- **Your assignment**: Report every line of the records that includes the word "window".

- **Dataset records**:

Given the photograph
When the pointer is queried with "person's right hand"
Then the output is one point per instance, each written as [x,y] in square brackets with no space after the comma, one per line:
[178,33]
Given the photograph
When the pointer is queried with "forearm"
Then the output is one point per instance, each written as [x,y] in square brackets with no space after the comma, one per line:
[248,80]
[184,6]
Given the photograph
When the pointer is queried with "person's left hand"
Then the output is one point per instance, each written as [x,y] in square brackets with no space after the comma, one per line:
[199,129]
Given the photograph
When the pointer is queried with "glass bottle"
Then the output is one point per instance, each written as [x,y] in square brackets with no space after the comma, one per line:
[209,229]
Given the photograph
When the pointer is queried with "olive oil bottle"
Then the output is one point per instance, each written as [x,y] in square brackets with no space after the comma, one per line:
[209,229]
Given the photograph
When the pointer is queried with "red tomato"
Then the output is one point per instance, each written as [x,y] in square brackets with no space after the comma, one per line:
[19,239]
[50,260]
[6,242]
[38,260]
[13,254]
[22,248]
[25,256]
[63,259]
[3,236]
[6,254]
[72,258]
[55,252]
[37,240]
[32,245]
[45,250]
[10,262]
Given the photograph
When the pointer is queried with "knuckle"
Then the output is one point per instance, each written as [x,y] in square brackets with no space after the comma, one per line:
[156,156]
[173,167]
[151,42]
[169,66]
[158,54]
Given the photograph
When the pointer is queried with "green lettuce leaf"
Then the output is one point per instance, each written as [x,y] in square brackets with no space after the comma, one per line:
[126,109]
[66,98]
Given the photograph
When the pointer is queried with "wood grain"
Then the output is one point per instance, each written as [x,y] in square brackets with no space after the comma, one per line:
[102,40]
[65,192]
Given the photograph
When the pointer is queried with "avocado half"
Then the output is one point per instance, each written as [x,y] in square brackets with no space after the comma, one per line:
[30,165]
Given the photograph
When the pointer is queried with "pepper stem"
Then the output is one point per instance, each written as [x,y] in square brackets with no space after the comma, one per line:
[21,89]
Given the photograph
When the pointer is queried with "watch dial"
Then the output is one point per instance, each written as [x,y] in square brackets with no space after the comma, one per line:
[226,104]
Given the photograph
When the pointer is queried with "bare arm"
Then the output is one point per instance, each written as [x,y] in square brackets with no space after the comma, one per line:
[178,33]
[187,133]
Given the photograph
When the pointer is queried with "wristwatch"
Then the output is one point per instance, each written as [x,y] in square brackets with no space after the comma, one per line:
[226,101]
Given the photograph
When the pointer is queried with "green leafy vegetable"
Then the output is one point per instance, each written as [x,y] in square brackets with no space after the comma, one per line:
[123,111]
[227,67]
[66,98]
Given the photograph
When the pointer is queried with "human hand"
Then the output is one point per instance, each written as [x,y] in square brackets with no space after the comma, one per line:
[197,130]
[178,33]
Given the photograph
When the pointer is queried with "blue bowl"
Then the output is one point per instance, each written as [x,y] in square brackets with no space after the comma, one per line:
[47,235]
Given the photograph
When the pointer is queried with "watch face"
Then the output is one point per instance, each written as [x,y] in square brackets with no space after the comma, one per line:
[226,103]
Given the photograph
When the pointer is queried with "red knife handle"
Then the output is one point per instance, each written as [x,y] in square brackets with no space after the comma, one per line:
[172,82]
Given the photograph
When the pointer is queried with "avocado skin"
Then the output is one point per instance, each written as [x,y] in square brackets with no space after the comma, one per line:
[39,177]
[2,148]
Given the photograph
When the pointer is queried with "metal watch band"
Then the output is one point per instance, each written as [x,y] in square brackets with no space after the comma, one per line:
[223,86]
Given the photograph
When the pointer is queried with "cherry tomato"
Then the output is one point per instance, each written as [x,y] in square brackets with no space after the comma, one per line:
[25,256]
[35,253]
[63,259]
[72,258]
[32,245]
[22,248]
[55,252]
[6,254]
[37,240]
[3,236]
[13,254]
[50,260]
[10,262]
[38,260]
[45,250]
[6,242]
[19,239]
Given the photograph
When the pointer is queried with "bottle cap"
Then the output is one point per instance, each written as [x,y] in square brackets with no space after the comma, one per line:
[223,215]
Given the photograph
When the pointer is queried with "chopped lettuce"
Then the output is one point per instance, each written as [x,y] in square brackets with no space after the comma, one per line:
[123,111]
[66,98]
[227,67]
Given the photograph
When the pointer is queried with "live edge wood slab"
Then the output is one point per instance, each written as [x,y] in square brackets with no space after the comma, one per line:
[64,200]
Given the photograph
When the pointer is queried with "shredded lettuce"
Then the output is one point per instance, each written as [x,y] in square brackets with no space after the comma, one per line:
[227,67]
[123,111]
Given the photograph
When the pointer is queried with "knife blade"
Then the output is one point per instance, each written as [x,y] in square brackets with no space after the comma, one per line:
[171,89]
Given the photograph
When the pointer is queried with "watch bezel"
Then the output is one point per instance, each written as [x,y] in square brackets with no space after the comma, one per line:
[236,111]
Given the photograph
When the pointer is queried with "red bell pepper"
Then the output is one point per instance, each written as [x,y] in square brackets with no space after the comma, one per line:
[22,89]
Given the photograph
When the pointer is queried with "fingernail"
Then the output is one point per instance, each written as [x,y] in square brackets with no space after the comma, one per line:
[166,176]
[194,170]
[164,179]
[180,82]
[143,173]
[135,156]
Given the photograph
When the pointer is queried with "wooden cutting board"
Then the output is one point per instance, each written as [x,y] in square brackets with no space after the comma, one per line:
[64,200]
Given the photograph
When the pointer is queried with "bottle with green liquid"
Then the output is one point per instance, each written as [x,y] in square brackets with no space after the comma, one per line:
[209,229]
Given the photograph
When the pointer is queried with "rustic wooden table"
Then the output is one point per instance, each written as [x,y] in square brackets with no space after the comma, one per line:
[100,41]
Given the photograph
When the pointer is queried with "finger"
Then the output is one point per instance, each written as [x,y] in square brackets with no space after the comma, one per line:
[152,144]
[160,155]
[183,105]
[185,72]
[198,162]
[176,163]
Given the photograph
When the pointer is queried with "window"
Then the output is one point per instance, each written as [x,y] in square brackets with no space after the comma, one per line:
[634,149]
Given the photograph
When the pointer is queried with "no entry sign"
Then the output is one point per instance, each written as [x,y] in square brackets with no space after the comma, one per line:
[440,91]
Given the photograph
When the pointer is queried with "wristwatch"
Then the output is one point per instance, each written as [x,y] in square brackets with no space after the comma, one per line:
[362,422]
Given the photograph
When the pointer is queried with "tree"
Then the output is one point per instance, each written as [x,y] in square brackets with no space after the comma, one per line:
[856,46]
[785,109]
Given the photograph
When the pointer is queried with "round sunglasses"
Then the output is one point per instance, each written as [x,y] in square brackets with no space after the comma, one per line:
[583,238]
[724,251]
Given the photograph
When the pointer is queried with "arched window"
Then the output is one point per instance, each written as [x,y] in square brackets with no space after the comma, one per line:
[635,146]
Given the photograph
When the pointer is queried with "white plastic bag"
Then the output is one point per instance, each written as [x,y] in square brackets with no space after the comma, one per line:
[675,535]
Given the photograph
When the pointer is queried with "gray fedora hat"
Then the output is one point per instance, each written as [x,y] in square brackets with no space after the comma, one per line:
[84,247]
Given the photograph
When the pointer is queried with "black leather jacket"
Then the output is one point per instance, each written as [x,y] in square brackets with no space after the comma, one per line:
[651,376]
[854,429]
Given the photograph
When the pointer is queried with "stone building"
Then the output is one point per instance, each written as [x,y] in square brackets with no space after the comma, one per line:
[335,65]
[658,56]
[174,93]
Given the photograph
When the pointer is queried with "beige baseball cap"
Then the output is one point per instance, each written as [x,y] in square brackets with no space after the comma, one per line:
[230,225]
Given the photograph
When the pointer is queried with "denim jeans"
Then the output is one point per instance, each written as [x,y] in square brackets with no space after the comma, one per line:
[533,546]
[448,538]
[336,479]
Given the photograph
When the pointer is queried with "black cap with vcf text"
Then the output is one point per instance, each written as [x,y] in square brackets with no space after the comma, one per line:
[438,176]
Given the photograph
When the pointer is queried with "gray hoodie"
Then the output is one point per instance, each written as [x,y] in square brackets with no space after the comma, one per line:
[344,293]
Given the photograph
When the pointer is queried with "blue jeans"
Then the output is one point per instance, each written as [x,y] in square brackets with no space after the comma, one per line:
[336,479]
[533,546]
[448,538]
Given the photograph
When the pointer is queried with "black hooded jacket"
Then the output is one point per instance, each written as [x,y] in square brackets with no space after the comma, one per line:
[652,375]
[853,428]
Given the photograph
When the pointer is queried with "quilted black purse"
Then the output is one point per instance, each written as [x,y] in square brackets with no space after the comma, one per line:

- **Problem solution**:
When the pointer is queried with "window"
When the pointer is queried with "arched window"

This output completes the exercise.